• Exercise objective
Word for word, transcribe the data below.
+++ Information provided
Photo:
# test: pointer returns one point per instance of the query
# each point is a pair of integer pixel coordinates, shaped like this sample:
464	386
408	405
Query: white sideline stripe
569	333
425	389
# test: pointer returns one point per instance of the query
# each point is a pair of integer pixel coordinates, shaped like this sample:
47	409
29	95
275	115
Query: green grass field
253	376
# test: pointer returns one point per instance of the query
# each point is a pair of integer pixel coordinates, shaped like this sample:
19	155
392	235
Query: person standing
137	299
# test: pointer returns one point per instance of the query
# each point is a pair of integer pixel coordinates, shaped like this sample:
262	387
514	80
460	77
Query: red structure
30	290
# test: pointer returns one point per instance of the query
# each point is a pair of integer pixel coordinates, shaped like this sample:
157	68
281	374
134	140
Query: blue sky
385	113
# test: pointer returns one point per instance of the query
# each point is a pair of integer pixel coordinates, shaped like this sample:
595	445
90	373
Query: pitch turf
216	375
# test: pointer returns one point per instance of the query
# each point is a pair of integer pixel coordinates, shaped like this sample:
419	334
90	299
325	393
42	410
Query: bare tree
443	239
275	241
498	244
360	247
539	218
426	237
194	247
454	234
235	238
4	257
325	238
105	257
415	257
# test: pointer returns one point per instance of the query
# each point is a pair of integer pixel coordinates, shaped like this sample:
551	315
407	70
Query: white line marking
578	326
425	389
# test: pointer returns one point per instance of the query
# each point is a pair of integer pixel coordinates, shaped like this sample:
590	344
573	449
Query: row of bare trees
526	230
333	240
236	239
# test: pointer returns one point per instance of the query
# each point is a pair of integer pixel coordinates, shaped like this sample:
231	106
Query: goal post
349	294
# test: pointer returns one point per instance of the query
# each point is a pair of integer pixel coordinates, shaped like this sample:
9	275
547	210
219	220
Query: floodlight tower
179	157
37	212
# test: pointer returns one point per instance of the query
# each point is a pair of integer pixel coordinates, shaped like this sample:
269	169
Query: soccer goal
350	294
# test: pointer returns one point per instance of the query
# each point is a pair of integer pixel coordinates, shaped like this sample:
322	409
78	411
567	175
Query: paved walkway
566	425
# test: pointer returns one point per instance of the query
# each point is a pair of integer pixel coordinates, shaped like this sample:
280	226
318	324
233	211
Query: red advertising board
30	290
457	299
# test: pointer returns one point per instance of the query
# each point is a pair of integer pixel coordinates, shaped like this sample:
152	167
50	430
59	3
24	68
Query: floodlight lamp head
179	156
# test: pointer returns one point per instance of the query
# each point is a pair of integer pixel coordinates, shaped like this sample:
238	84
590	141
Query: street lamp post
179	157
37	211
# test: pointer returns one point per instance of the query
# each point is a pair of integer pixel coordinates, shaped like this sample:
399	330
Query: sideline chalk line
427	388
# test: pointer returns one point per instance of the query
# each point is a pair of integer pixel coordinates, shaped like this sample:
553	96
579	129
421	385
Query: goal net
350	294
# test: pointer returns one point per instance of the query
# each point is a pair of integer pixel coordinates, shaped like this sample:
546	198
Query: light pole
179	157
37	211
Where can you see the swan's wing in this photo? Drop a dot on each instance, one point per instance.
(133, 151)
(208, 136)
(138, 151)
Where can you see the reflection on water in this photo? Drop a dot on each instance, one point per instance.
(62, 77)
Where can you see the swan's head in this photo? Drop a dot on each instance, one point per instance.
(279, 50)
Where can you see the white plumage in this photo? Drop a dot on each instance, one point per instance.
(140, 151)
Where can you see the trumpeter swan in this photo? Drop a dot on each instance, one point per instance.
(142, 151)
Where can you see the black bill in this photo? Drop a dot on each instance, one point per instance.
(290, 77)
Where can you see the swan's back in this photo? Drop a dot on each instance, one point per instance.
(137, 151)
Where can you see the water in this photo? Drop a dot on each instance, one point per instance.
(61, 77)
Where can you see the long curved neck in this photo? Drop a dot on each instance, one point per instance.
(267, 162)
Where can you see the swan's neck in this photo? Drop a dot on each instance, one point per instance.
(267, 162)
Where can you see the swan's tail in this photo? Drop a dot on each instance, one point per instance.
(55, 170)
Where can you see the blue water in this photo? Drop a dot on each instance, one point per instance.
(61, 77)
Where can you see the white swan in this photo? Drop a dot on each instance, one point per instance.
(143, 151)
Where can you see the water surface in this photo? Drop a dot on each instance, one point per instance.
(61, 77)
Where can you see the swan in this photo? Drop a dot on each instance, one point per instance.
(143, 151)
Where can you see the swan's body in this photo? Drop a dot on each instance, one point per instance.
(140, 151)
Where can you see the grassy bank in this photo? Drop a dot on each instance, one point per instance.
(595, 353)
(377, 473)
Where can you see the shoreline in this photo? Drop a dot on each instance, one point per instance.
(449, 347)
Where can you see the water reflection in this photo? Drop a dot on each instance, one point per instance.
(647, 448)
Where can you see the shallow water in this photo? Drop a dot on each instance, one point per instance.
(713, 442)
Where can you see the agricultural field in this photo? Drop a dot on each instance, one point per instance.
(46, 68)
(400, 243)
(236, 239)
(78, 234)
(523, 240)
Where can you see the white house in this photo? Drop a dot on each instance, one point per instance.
++++++
• Result of this task
Photo:
# test: pointer returns one point per instance of the query
# each point is a pair of integer pixel coordinates, shaped like this sample:
464	386
408	405
Query: white sideline stripe
569	333
425	389
# test: pointer returns one point per instance of the query
# each point is a pair of integer pixel coordinates, shaped like this sample:
47	409
29	95
275	115
Query: green grass field
253	376
# test: pointer returns one point per instance of the query
# each point is a pair of integer pixel coordinates, shaped like this sample:
19	155
392	235
Query: person standing
137	299
# test: pointer returns one point per instance of the query
# each point is a pair of integer pixel coordinates, shaped like this sample:
262	387
514	80
460	77
Query: red structure
30	290
# test: pointer returns one point per instance of the query
# each point is a pair of integer pixel coordinates, shaped like this sample:
157	68
281	374
134	140
Query: blue sky
385	113
# test: pointer returns one point per instance of the query
# each point is a pair of integer pixel coordinates, shaped like this sample:
595	445
90	373
Query: pitch turf
216	375
# test: pointer returns one point per instance of the query
# each point is a pair of integer pixel coordinates, shaped like this sample:
419	334
90	299
325	393
42	410
Query: bare tree
443	239
275	241
498	244
360	247
539	218
426	237
194	247
454	234
235	238
4	257
325	238
105	257
415	257
# test: pointer returns one point per instance of the query
# each point is a pair of integer pixel coordinates, shaped like this sample:
551	315
407	70
Query: white line marking
578	326
425	389
# test: pointer returns one point per instance of the query
# each point is a pair of integer pixel coordinates, shaped like this sample:
590	344
573	449
Query: row of bare trees
526	230
333	240
236	239
# test: pointer returns one point per instance of the query
# each point is a pair of integer pixel coordinates, shaped like this sample:
231	106
Query: goal post
349	294
# test: pointer returns one point per instance of the query
# each point is a pair of integer pixel coordinates, shaped like this sample:
9	275
547	210
219	220
Query: floodlight tower
179	157
37	212
# test: pointer returns one point per instance of the query
# each point is a pair of integer pixel coordinates, shaped like this sample:
269	169
Query: soccer goal
350	294
# test: pointer returns one point per instance of the query
# each point is a pair of integer pixel coordinates, shaped like this sample:
322	409
78	411
567	175
Query: paved walkway
566	425
# test: pointer returns one point per instance of the query
# each point is a pair of integer pixel coordinates, shaped like this sample:
280	226
318	324
233	211
Query: red advertising board
30	290
457	299
# test: pointer returns one point per instance of the query
# each point is a pair of integer pixel coordinates, shaped like this sample:
152	167
50	430
59	3
24	68
Query: floodlight lamp head
179	156
# test: pointer returns one point per instance of the query
# each point is a pair of integer pixel coordinates, shaped like this sample:
238	84
590	141
Query: street lamp post
179	157
37	211
# test: pointer returns one point per instance of the query
# each point is a pair of integer pixel coordinates, shaped like this sample:
399	330
Query: sideline chalk line
427	388
# test: pointer returns one point per instance of the query
# each point is a pair of integer pixel coordinates, shaped like this sample:
553	96
579	129
421	385
Query: goal net
350	294
# test: pointer returns one point per instance of the query
# each point is a pair of integer pixel coordinates, shaped like this sample:
546	198
Query: light pole
179	157
37	211
Where can you see the swan's wing in this photo? Drop a dot on each instance, one point per instance.
(133, 151)
(208, 136)
(138, 151)
Where can you see the reflection on water in this photo? Drop a dot on each instance, one point per instance.
(62, 77)
Where can you see the swan's head in this photo? Drop a dot on each instance, one point per instance.
(279, 50)
Where can you see the white plumage in this photo? Drop a dot on each instance, one point per instance.
(140, 151)
Where can you see the trumpeter swan in this photo? Drop a dot on each instance, one point per instance.
(142, 151)
Where can you see the black bill in this photo? Drop a dot on each instance, one point per instance.
(290, 77)
Where can you see the swan's back in this photo? Drop a dot on each instance, one point per instance.
(137, 151)
Where can you see the water in this photo? Drop a dot on each instance, one point per instance.
(61, 77)
Where can you see the long curved neck in this photo? Drop a dot on each instance, one point per instance.
(267, 162)
Where can you see the swan's neck in this photo? Drop a dot on each instance, one point per instance.
(267, 162)
Where can you see the swan's tail in this photo? Drop a dot on each instance, one point per instance.
(55, 170)
Where can you see the blue water in this photo? Drop a dot on each instance, one point per instance.
(61, 77)
Where can you see the white swan in this photo? Drop a dot on each instance, one point per instance.
(143, 151)
Where can you see the water surface in this photo? Drop a dot on each instance, one point per instance.
(61, 77)
Where can you see the swan in this photo? Drop a dot on each instance, one point per instance.
(143, 151)
Where can you see the swan's body in this photo? Drop a dot on each instance, one point per instance.
(140, 151)
Where can you see the grassy bank in this photo? Drop a dot on each instance, one point per instance.
(595, 353)
(377, 473)
Where can you see the shoreline in this photo? Drop a dot on each instance, one point per instance.
(449, 347)
Where can you see the water reflection in this photo? Drop a dot on each instance, one point per instance.
(647, 448)
Where can you see the shallow water in this photo? Drop a dot on each instance, one point per instance.
(713, 442)
Where can you see the agricultural field in this photo? Drop a dot on each instance, one point per instance.
(46, 68)
(400, 243)
(236, 239)
(78, 234)
(523, 240)
Where can you see the white house in this photo? Drop a dot on each instance, one point per instance.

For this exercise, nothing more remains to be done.